- YOUR ASSIGNMENT
From the entries below, print exactly the span beginning with the line holding "Where can the grassy field" and ending with the line holding "Where can the twig", endpoints included, and skip any pictures.

[[ INFORMATION PROVIDED open ]]

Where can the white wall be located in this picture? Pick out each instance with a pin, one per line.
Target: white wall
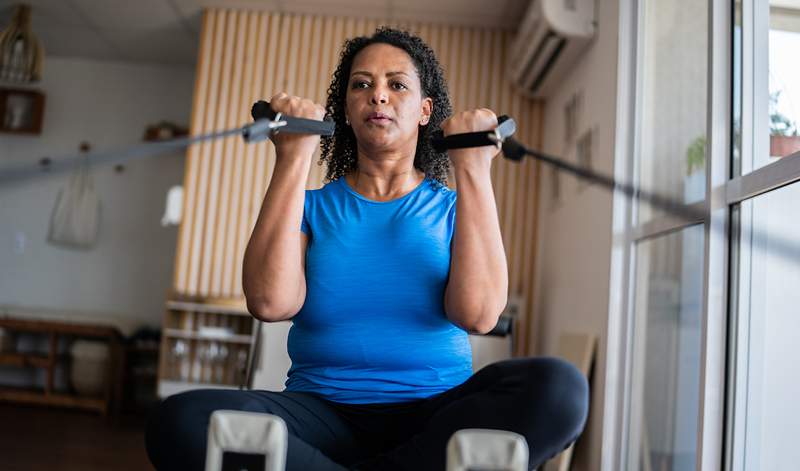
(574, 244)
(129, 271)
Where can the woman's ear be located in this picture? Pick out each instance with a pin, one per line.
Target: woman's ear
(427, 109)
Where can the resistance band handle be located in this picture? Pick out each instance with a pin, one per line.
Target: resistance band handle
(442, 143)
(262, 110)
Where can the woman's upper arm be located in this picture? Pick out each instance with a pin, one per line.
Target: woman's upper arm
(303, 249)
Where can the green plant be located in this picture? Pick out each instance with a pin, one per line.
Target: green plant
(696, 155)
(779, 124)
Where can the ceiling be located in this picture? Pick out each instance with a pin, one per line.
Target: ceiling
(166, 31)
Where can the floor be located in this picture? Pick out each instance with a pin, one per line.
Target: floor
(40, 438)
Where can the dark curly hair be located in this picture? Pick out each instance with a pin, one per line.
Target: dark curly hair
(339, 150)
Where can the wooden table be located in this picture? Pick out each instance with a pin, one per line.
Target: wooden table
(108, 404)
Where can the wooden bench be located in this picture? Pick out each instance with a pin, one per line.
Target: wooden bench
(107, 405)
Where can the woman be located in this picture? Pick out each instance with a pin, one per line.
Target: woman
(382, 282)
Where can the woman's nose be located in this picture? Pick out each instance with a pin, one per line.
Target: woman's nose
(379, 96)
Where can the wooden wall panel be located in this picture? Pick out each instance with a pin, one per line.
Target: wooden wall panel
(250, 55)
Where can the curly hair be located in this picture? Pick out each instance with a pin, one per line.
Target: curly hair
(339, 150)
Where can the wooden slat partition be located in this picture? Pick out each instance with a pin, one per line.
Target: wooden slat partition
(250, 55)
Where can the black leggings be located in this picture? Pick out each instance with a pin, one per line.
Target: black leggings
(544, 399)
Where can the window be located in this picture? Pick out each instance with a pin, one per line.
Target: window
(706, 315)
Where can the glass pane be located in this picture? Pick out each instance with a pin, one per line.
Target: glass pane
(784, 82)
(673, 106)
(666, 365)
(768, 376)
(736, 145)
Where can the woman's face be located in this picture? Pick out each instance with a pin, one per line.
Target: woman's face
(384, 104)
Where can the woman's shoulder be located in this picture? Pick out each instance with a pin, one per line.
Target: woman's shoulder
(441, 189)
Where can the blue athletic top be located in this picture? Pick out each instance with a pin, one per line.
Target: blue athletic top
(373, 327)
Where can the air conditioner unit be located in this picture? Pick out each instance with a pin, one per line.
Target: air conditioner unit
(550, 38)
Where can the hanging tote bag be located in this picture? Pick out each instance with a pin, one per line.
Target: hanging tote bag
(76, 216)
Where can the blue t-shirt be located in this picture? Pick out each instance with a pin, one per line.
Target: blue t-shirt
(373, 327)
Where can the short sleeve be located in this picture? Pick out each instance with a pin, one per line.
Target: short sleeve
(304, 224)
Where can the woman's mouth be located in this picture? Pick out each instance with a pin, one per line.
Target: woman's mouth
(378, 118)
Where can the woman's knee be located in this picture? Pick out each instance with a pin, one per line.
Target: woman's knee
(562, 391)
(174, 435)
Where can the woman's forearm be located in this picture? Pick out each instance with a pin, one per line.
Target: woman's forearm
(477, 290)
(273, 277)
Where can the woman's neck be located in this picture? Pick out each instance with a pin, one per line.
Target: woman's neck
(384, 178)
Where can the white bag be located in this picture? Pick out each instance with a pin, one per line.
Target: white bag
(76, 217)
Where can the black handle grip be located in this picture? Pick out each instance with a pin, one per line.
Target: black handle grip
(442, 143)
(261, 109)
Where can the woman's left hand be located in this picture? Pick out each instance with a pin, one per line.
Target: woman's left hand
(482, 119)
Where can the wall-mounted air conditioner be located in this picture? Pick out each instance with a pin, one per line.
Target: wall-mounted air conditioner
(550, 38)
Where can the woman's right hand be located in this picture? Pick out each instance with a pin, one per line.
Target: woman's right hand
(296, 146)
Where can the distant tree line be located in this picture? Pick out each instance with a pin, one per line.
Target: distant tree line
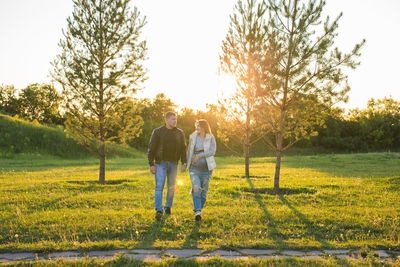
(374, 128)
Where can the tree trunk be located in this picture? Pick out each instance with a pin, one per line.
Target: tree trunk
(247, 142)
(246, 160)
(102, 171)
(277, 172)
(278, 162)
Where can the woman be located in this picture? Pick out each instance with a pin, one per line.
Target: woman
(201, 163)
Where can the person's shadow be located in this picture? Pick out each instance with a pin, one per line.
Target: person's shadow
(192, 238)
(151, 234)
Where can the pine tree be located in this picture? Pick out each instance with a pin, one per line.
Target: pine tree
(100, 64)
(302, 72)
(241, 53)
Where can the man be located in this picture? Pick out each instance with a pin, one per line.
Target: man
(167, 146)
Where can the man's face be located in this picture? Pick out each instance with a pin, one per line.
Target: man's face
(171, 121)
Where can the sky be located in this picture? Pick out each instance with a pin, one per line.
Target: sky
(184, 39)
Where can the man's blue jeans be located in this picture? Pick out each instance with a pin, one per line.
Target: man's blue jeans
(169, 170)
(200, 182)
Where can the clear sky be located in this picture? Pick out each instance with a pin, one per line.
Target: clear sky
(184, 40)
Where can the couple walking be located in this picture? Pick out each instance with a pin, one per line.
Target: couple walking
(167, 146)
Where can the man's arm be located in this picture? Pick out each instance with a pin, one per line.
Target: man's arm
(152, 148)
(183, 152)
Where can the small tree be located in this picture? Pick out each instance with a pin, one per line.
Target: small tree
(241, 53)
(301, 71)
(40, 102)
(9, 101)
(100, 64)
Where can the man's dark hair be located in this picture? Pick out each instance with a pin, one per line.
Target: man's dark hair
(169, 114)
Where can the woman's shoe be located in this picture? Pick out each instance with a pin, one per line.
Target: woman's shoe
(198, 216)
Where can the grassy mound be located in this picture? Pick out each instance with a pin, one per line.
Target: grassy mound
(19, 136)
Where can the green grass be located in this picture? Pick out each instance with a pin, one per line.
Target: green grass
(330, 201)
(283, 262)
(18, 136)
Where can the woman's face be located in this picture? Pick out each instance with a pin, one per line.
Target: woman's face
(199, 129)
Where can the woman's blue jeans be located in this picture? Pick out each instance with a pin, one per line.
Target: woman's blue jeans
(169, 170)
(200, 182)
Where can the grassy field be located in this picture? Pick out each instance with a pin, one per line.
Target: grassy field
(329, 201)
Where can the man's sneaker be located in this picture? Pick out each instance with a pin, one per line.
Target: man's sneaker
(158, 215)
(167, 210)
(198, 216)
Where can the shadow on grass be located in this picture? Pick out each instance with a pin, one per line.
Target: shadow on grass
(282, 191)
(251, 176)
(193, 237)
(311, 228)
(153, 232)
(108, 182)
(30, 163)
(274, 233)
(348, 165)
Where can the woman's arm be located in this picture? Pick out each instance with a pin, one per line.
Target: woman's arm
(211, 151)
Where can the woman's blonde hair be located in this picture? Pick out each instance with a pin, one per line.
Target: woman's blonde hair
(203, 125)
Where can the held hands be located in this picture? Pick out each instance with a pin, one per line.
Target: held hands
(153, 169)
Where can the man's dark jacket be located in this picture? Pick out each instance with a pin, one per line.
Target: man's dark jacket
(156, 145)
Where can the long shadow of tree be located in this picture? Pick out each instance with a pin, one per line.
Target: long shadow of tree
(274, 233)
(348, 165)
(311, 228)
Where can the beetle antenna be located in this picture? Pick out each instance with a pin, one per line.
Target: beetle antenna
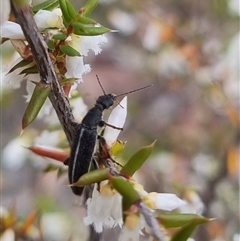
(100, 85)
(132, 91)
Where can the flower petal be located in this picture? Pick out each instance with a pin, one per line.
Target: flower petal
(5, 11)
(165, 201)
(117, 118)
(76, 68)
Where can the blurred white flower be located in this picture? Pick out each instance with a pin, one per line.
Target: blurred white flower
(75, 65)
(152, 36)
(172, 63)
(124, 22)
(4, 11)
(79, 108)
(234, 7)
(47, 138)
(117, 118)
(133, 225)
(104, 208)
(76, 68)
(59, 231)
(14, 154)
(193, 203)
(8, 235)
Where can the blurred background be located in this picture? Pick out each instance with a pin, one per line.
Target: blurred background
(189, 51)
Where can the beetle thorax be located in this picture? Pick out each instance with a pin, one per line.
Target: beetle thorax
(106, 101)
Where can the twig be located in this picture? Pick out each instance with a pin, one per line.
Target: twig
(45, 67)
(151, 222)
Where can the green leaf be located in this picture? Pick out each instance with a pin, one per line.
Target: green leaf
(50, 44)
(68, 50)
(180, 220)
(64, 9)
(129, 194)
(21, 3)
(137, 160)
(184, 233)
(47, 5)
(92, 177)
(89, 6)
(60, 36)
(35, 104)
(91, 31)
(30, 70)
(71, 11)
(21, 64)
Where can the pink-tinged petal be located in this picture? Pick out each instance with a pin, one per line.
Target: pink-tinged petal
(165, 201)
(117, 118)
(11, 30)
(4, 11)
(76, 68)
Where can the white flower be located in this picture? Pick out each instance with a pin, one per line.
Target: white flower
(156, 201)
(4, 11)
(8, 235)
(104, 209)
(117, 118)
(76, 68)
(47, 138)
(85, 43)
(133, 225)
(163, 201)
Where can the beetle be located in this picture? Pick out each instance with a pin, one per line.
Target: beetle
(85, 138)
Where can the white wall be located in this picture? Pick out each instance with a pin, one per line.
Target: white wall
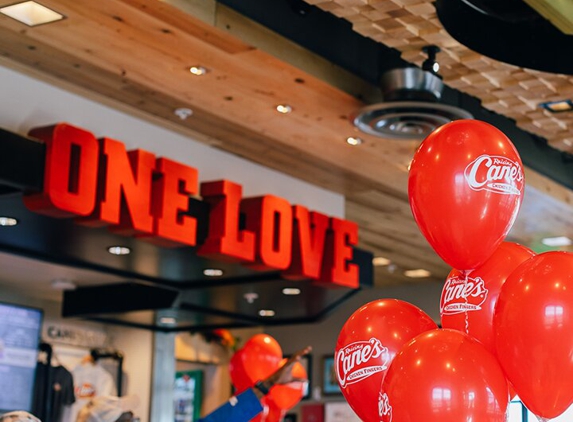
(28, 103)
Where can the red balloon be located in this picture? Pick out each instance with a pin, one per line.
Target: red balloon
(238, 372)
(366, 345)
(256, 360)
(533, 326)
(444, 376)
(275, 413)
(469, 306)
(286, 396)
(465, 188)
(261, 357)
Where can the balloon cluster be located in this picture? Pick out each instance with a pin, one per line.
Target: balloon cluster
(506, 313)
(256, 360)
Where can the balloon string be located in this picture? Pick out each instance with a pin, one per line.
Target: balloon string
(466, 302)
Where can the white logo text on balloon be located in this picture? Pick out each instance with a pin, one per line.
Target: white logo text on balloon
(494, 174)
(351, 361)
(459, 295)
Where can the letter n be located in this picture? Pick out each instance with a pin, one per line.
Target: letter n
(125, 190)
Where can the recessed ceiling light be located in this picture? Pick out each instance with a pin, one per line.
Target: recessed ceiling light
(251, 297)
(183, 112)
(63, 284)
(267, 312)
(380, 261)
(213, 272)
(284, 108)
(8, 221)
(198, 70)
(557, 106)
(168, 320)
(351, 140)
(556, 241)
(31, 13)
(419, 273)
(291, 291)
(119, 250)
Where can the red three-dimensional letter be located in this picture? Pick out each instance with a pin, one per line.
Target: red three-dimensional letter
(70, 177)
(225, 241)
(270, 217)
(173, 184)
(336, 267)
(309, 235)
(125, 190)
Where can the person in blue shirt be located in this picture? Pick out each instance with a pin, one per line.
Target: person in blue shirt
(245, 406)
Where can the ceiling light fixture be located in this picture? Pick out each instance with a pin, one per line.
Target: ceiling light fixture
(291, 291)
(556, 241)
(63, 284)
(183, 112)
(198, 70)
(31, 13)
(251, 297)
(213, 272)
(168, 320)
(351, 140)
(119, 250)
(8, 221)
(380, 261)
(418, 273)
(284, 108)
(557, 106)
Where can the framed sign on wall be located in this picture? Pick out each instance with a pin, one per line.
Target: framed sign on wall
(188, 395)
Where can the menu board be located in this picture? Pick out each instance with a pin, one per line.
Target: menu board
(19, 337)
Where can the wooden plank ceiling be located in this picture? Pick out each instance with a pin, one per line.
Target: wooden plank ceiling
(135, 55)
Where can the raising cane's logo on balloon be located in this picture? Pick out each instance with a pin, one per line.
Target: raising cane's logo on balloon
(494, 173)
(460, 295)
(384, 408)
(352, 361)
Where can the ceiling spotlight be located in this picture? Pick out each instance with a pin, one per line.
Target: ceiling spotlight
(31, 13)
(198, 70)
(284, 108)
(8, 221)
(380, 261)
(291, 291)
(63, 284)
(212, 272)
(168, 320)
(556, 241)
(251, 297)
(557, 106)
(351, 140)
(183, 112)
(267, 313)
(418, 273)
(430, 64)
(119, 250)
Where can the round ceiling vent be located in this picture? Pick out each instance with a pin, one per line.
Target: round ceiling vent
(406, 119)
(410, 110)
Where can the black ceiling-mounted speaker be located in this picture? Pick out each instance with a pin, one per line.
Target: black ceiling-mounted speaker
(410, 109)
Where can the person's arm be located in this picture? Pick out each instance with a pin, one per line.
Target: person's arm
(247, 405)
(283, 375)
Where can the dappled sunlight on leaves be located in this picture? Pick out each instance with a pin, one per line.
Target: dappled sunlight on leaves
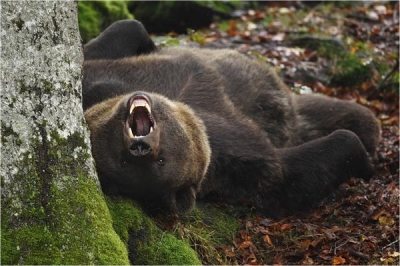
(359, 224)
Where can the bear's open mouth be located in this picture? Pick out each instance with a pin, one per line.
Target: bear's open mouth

[[ INFORMATION PROVIDED closed ]]

- SOLUTION TO THIS EXERCISE
Where can the grassy field be located in this picture? Pick out each instance with a pin, one per line.
Target: grassy field
(329, 201)
Where can the man's sneaker be located in this picture? Pick out each instance with a pin, one per line.
Target: man's sneaker
(158, 215)
(167, 210)
(198, 216)
Where can the shadow on grass be located in this picture? Pick out each instance with a pin, one per line.
Target: shadow on grass
(282, 191)
(251, 176)
(193, 237)
(311, 228)
(153, 232)
(108, 182)
(30, 163)
(274, 233)
(348, 165)
Where can the woman's arm be located in this picture? Pick out each instance with a pin, one per line.
Target: woman's arm
(211, 151)
Where can the woman's blonde hair be located in this picture? Pick out each instance with a pin, one per line.
Target: woman's blonde hair
(203, 125)
Where can the held hands be located in this picture? Pick out each instance with a pin, one per line.
Target: held hands
(153, 169)
Where can the man's dark jacket be located in this picture? Pick out each instance with a pin, one per line.
Target: man's dark jacket
(156, 145)
Where can the long shadow of tree be located in this picture? Pick out each instance with a pin, one per line.
Target: long shadow of tree
(274, 233)
(348, 165)
(311, 228)
Where can the beetle antenna be located in this picture? Pick out each instance with a pin, one per line.
Target: beetle antenna
(100, 85)
(132, 91)
Where can the flower petal be located in this picture? Pick out each instance with a pin, one per line.
Target: flower petal
(5, 11)
(165, 201)
(117, 118)
(76, 68)
Where can the blurred white flower be located in this picture? Pick out each instance with a pin, one per line.
Target: blurred white flower
(75, 65)
(152, 36)
(172, 63)
(124, 22)
(4, 11)
(79, 108)
(234, 7)
(47, 138)
(117, 118)
(133, 225)
(104, 208)
(76, 68)
(59, 231)
(14, 154)
(193, 203)
(8, 235)
Where can the blurred background be located in this picture? Pick out each instance with a pin, one per line.
Target: blurred background
(189, 51)
Where can the beetle thorax be located in this picture? Pick out each instance with a pin, one per line.
Target: beetle thorax
(106, 101)
Where can the twig be located in this picture? Pick out each instance with a pin, one per line.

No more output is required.